• [ENTRIES SUPPLIED]:

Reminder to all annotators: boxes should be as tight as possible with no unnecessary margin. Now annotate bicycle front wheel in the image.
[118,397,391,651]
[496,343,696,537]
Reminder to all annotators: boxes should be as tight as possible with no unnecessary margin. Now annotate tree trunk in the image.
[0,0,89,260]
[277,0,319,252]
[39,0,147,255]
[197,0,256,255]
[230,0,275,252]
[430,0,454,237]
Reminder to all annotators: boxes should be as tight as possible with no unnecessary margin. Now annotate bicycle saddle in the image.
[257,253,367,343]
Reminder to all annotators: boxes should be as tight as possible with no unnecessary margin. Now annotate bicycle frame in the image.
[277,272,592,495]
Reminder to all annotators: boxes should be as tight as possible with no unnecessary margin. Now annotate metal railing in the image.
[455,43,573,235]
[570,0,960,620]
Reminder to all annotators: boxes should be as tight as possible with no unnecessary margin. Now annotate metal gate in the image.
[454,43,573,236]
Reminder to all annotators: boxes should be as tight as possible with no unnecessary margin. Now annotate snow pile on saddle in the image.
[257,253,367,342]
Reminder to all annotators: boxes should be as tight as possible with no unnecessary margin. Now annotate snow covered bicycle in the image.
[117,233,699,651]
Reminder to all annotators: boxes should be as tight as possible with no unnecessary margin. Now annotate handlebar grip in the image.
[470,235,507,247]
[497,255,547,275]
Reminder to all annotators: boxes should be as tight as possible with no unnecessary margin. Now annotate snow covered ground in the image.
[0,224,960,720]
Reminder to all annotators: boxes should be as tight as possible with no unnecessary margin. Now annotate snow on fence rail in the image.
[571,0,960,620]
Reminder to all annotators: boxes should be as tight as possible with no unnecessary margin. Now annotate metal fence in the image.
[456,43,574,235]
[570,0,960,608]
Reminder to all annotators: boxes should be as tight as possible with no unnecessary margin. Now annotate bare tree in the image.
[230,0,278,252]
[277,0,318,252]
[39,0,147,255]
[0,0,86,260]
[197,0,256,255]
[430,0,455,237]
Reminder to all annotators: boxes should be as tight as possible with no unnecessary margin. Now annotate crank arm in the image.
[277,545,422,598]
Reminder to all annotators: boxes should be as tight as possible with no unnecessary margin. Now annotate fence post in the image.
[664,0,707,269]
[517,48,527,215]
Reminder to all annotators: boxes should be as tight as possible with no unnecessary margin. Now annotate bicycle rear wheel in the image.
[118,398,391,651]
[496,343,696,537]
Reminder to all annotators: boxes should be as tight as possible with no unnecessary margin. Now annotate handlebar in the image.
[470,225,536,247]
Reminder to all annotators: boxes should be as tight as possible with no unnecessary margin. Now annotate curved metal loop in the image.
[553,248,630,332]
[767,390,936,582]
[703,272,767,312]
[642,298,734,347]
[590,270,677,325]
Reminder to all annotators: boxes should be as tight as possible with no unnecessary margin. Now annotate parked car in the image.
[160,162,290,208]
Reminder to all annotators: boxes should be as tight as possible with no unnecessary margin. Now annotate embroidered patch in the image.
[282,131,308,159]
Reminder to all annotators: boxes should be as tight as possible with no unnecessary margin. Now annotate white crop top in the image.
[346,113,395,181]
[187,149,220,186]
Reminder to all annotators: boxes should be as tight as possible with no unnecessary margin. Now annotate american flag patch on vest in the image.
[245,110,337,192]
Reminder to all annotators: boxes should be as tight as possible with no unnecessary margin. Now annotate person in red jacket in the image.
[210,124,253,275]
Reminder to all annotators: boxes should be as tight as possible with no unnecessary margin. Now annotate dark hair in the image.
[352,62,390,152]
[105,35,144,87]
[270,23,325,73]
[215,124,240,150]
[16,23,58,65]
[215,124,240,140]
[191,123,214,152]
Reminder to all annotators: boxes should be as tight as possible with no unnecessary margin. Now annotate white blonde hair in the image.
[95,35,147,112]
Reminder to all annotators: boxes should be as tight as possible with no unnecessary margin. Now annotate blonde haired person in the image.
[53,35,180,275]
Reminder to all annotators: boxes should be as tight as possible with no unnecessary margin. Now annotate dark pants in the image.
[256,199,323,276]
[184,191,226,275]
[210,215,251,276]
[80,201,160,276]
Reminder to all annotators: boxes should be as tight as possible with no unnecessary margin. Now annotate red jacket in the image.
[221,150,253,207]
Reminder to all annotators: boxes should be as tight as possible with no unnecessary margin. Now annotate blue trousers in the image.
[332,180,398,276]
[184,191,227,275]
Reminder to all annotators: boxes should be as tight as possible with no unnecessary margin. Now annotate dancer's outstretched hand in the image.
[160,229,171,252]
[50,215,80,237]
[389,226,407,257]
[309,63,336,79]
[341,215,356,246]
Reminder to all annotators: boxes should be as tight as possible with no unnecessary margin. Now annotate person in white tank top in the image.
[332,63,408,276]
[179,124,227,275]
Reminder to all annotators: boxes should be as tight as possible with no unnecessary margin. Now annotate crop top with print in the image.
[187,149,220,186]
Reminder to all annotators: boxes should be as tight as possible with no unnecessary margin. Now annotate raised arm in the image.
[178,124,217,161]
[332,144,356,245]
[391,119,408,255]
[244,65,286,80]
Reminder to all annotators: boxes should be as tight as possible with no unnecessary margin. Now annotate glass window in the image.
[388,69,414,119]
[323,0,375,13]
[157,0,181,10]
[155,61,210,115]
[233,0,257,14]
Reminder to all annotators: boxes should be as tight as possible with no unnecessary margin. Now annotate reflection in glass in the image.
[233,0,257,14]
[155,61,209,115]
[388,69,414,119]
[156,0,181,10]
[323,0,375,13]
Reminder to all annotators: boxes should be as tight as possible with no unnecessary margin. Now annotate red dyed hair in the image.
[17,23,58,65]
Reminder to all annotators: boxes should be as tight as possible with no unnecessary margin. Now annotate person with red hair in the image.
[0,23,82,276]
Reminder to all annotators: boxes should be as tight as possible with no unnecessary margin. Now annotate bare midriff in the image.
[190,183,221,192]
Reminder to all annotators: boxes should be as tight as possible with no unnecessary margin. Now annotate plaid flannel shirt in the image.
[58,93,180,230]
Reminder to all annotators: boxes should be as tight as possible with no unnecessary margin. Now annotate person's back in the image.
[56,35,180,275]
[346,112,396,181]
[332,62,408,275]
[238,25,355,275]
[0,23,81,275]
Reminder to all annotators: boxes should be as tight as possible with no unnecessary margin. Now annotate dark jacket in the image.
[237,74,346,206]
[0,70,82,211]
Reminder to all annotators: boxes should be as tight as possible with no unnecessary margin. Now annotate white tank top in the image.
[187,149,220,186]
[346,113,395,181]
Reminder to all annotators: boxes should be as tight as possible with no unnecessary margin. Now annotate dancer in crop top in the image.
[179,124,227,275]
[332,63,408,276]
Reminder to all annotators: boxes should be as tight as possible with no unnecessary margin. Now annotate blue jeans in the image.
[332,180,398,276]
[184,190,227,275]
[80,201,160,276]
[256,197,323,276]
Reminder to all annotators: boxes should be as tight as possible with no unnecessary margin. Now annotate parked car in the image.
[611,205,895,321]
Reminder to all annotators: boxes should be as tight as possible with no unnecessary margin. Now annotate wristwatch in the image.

• [STATED GOAL]: Convert the data, starting at the beginning and ending at the line that contains "[277,272,592,495]", into a two-column CSV with the headers text and answer. Give one row for each text and its answer, put every field in double quotes, and replace line breaks with spaces.

• [SOLUTION TO THIS PROBLEM]:
text,answer
"Reminder to all annotators: boxes should be as tight as possible with no unnecessary margin. Now annotate bicycle front wheel in the image.","[118,397,391,651] [496,343,696,537]"
"Reminder to all annotators: boxes should be as tight as possible with no unnecessary margin. Now annotate tree trunk in the image.","[0,0,89,260] [277,0,319,252] [39,0,147,255] [197,0,256,255] [230,0,275,252] [430,0,454,237]"
"Reminder to all annotators: boxes should be as tight as possible with no unnecessary margin. Now annotate bicycle saddle in the image.","[257,253,367,343]"
"Reminder to all annotators: boxes should be as tight as possible with no unnecessary margin. Now annotate bicycle frame in the image.","[277,272,592,495]"